What to work on: Where in the records does the word "below" occur? Copy each line in which it does.

Records to process:
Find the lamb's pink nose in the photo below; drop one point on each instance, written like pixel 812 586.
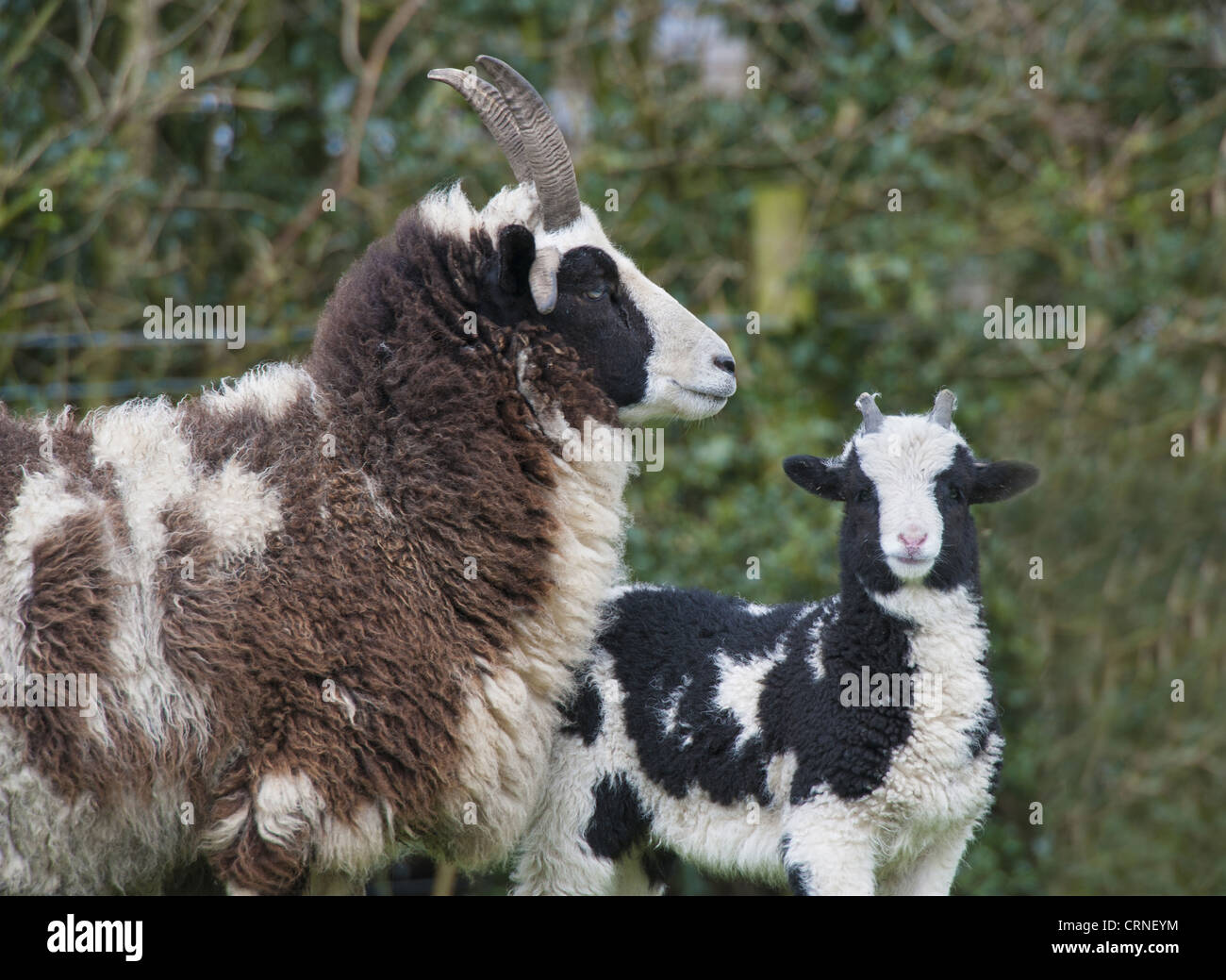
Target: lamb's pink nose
pixel 912 541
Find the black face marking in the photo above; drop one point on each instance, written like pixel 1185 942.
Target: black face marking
pixel 618 822
pixel 663 646
pixel 959 559
pixel 607 330
pixel 593 314
pixel 859 538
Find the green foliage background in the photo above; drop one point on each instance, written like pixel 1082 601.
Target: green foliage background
pixel 740 199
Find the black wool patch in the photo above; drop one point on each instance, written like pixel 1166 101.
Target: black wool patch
pixel 620 821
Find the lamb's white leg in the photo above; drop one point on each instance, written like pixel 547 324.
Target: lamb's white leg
pixel 334 883
pixel 826 853
pixel 932 872
pixel 632 878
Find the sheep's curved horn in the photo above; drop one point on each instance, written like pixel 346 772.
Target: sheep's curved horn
pixel 873 417
pixel 552 168
pixel 543 278
pixel 943 408
pixel 494 115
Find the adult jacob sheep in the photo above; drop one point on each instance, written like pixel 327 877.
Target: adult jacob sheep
pixel 330 607
pixel 844 746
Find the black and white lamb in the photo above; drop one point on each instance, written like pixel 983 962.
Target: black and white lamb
pixel 325 613
pixel 847 746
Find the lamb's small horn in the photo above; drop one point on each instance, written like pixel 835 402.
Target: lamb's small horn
pixel 873 417
pixel 943 408
pixel 552 168
pixel 494 113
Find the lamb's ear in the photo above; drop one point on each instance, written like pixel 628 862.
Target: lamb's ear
pixel 1000 481
pixel 817 476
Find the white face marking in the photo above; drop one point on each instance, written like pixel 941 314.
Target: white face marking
pixel 903 458
pixel 683 376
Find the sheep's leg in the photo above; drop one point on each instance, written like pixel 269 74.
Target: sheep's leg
pixel 632 878
pixel 932 872
pixel 556 857
pixel 826 856
pixel 258 840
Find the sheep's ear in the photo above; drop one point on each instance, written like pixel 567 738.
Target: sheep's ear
pixel 1000 481
pixel 516 252
pixel 817 476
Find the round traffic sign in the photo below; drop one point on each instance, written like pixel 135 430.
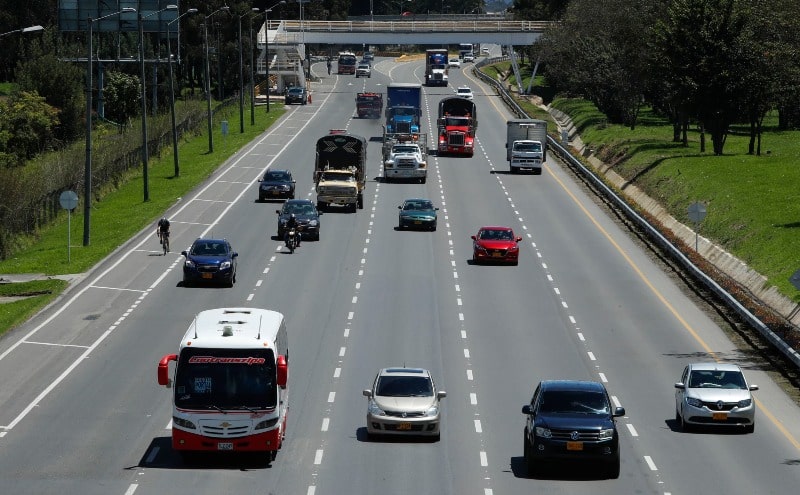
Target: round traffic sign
pixel 68 200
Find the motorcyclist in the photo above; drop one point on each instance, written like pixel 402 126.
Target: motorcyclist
pixel 291 224
pixel 162 229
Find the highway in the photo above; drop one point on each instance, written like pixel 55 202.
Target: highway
pixel 81 411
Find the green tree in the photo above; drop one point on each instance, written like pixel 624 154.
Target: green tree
pixel 26 128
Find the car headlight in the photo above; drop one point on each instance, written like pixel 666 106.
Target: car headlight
pixel 694 402
pixel 606 434
pixel 432 411
pixel 373 409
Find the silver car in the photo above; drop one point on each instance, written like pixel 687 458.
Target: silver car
pixel 404 401
pixel 714 394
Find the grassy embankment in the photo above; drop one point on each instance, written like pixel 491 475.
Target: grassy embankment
pixel 120 214
pixel 753 202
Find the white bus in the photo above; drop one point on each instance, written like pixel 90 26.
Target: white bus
pixel 230 382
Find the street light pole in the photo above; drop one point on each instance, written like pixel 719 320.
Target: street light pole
pixel 172 95
pixel 208 77
pixel 87 171
pixel 145 153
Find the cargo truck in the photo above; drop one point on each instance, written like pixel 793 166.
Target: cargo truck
pixel 339 170
pixel 403 108
pixel 436 67
pixel 457 124
pixel 526 145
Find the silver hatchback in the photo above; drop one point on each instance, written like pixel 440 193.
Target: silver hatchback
pixel 404 401
pixel 714 394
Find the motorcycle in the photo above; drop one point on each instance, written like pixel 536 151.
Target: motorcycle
pixel 291 240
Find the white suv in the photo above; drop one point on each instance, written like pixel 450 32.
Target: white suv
pixel 404 401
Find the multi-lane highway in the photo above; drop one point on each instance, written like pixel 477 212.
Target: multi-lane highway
pixel 81 411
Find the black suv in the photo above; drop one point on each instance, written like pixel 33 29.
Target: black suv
pixel 568 419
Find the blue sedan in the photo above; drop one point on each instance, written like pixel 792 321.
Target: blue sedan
pixel 210 260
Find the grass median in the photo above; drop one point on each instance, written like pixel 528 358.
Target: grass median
pixel 118 215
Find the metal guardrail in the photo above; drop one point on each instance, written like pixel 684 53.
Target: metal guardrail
pixel 676 254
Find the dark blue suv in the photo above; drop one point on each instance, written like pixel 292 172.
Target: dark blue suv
pixel 569 419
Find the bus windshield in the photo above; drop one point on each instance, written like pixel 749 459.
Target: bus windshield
pixel 226 379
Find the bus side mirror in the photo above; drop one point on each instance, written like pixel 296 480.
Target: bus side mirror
pixel 163 370
pixel 283 371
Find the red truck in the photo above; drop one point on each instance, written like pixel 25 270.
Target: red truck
pixel 457 124
pixel 369 105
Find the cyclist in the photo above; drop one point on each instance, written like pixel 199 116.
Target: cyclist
pixel 162 231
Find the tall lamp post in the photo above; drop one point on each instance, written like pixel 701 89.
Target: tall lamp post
pixel 145 179
pixel 87 171
pixel 266 49
pixel 208 76
pixel 172 94
pixel 241 70
pixel 30 29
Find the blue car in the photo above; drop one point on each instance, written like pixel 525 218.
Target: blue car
pixel 210 260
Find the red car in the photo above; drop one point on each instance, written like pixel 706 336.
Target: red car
pixel 495 244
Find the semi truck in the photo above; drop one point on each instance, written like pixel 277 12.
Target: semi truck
pixel 339 170
pixel 405 157
pixel 403 108
pixel 457 124
pixel 369 105
pixel 436 67
pixel 526 145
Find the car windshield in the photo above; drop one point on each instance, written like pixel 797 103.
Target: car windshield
pixel 298 209
pixel 496 235
pixel 276 176
pixel 209 248
pixel 716 379
pixel 404 386
pixel 573 402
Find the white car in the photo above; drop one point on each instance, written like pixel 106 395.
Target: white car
pixel 714 394
pixel 464 92
pixel 404 401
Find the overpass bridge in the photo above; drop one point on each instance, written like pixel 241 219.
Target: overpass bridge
pixel 283 42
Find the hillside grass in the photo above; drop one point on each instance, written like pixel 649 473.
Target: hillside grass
pixel 121 212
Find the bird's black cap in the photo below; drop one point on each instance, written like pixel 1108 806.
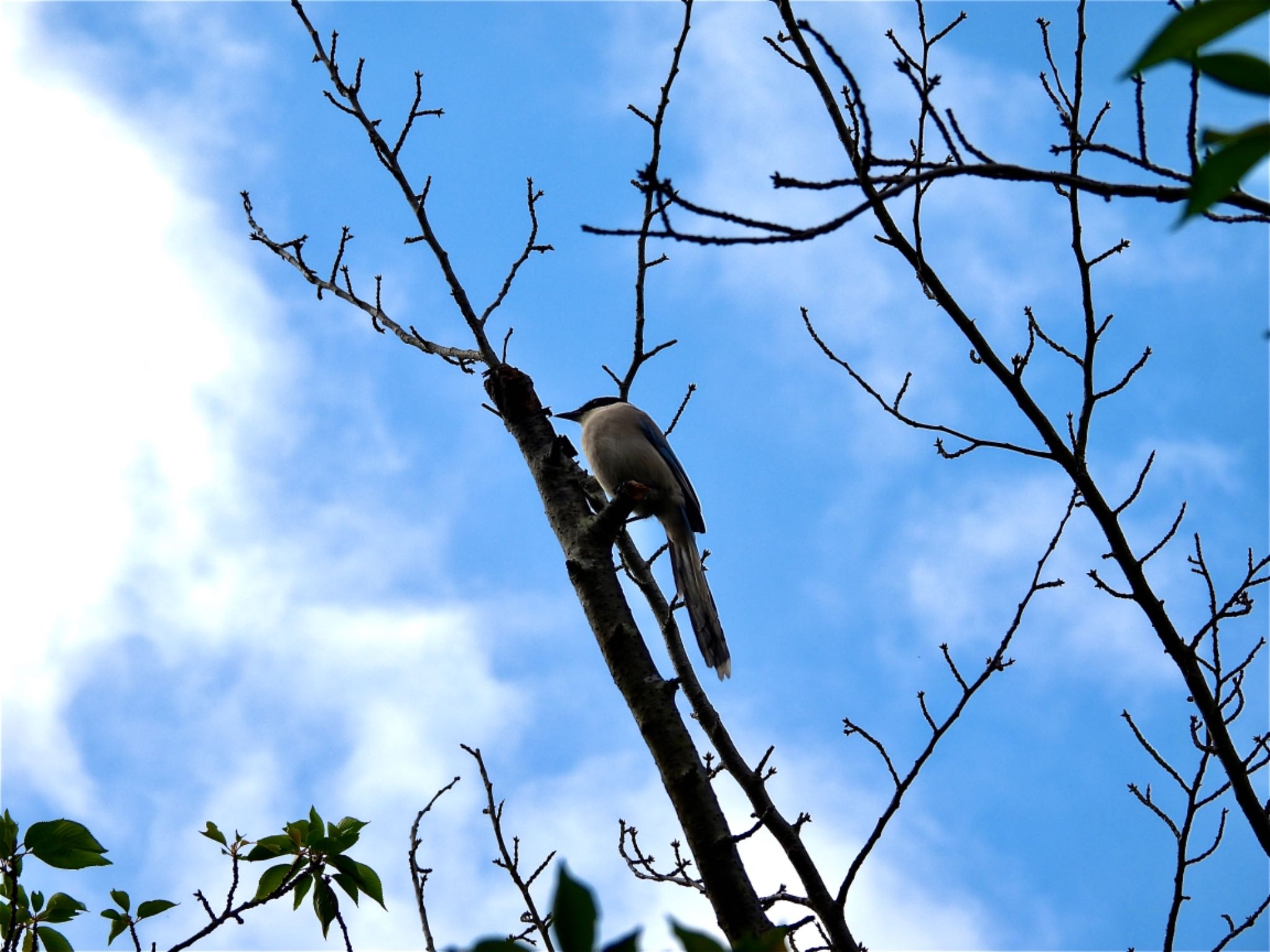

Finished exercise:
Find the lamb's pink nose in the photo below; drop one point on each instance, written like pixel 812 586.
Find the round traffic sign in the photo below; drop one point on each instance, written like pixel 135 430.
Find the bird's black cap in the photo below; drop one point on each instance, written like pixel 1108 806.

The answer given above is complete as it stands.